------ EXTRACT PROVIDED ------
On 7 March 1943 Hitler ordered construction of a combined road and railway bridge over the strait within six months, to push for the German invasion of the North Caucasus. Construction began in April 1943. The Soviet Union closely monitored the state of transport infrastructure in German-occupied Crimea. From June 1943, when Soviet intelligence learned that Nazi Germany was constructing a bridge, information about it was allocated a special section in intelligence reports. In September 1943, before the bridge was completed, concentrated Soviet attacks began on the Kuban bridgehead, accelerating the German retreat. When retreating the Wehrmacht blew up the already completed parts of the bridge and destroyed the ropeway.

=== Soviet construction of the bridge, 1944 ===
Soviet forces restored the ropeway and used it extensively to further the Kerch–Eltigen Operation. The Soviets also wanted to use a bridge: in January 1944, even before the liberation of Kerch by the Red Army (which would take place on 11 April, during the Crimean offensive), the State Defense Committee ordered the construction of a 4.5 km railway bridge across the strait, to be finished by 15 July 1944. By the time Kerch was liberated, the engineering design was underway and general construction had begun on the eastern adjacent roads and on the causeway on the Caucasus shore. 470 anti-air platforms, 294 anti-air guns, 132 searchlights, 96 fighters and two radars were used to detect and defend from aerial attacks on the construction site.

The bridge started at Chushka Spit as a stone causeway about 1 km-long, crossed the strait and ended at a low-level shore of the Yenikale Peninsula, between Zhukovka and Opasnoye. The bridge used piles up to 30 m long, the bridge was 4.5 km long and about 3 m wide, it had 111 27.3 m-long ordinary spans, two movable 27 m-long spans and two movable 55 m-long spans. The movable spans were of a swing bridge design, rotating horizontally over two adjacent navigable shipping lanes in the strait.

While the bridge was being built, connected railways were constructed towards it from Sennaya on the Caucasus shore, and from the Kerch metallurgic factory on the Crimean shore. Railway links between Port Kavkaz and Sennaya and Port Krym and Kerch railway stations were also under construction: the first was to be a 46 km-long railway, the second one would be 18 km-long.

To hasten opening of the bridge the construction works were divided into two stages, but the government-demanded deadline was impossible to accomplish. Construction took seven months, and the first train crossed the bridge on 3 November 1944. By that time only structures dedicated for the first stage were created, while to ensure protection of the bridge from storms and ice flows there was still much work to do. Severely worsened weather conditions in December 1944, and more frequent winter storms, prevented completion of construction, and also began to inflict damage on the fixed link itself. In particular, one violent storm propelled a barge towards the eastern causeway and destroyed it.

=== 1945 ice damage and demolition ===
In February 1945 drift ice, propelled by a northeastern wind from the Sea of Azov towards the incomplete bridge, inflicted fatal damage, with only five protective starkwaters ready by that time. On 18–19 February 1945, ice destroyed 24 pillars, and 26 of the 110 spans fell into the strait; by 20 February 1945, 42 pillars and 48 spans were destroyed. By March 1945, 46 pillars and 53 spans were destroyed, and 1016 pillars out of 2357 were severely damaged. Attempts to weaken the ice by artillery and ground-based ice blasting were ineffective, and aerial bombing of ice was impossible due to very bad weather. Icebreakers were also unable to reach the bridge.
------ DATASET RECORDS ------
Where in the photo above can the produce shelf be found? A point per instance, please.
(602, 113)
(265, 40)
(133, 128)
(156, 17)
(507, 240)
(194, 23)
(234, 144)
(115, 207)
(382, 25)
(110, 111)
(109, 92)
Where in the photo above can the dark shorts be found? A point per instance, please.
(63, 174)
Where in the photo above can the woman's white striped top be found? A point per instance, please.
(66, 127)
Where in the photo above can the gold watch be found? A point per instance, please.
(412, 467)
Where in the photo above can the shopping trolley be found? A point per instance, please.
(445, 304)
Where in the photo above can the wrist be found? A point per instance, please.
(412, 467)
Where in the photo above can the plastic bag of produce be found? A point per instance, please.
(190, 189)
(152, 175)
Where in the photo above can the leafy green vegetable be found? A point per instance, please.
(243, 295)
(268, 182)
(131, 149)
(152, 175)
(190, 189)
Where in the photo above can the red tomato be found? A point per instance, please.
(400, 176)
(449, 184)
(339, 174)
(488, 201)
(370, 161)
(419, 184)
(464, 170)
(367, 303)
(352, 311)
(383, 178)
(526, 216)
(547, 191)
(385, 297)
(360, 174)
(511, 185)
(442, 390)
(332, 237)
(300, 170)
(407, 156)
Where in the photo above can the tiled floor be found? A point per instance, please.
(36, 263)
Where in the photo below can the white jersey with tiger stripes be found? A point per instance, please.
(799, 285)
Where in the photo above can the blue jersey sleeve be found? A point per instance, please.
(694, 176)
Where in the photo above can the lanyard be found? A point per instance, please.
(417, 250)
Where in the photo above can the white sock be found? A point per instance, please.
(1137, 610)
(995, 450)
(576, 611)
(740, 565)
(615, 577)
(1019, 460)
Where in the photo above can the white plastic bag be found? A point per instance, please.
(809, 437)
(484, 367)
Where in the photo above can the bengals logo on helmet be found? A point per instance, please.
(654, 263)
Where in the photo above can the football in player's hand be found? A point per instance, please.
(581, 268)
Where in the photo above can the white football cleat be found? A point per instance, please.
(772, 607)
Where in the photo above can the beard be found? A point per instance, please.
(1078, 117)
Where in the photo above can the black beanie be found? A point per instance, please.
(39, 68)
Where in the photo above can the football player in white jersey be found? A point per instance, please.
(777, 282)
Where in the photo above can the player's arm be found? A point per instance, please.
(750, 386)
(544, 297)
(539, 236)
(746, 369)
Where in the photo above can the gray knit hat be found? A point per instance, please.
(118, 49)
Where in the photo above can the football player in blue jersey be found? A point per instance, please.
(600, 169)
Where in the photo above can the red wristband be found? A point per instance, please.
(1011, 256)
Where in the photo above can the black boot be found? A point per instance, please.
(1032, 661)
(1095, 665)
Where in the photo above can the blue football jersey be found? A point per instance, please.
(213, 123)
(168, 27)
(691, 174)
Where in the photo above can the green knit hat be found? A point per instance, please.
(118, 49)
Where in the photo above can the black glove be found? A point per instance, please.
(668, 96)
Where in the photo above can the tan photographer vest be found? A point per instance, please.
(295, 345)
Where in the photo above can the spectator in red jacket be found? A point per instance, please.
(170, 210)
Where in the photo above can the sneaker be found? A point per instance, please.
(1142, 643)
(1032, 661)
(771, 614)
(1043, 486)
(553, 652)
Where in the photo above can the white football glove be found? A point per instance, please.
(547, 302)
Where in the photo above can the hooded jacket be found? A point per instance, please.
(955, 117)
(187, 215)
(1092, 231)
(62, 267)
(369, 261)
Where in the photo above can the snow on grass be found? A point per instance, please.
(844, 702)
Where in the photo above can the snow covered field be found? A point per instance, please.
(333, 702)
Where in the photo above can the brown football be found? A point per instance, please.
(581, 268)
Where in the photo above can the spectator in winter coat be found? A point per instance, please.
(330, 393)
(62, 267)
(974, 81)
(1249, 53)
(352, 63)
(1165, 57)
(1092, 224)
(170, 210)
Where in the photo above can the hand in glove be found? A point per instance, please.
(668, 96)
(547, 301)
------
• PROBLEM TO SOLVE:
Rewrite the stretch of the Kerch Strait bridge text from "The bridge started" through "be 18 km-long.", putting "rotating bridge" in place of "swing bridge".

• RESPONSE:
The bridge started at Chushka Spit as a stone causeway about 1 km-long, crossed the strait and ended at a low-level shore of the Yenikale Peninsula, between Zhukovka and Opasnoye. The bridge used piles up to 30 m long, the bridge was 4.5 km long and about 3 m wide, it had 111 27.3 m-long ordinary spans, two movable 27 m-long spans and two movable 55 m-long spans. The movable spans were of a rotating bridge design, rotating horizontally over two adjacent navigable shipping lanes in the strait.

While the bridge was being built, connected railways were constructed towards it from Sennaya on the Caucasus shore, and from the Kerch metallurgic factory on the Crimean shore. Railway links between Port Kavkaz and Sennaya and Port Krym and Kerch railway stations were also under construction: the first was to be a 46 km-long railway, the second one would be 18 km-long.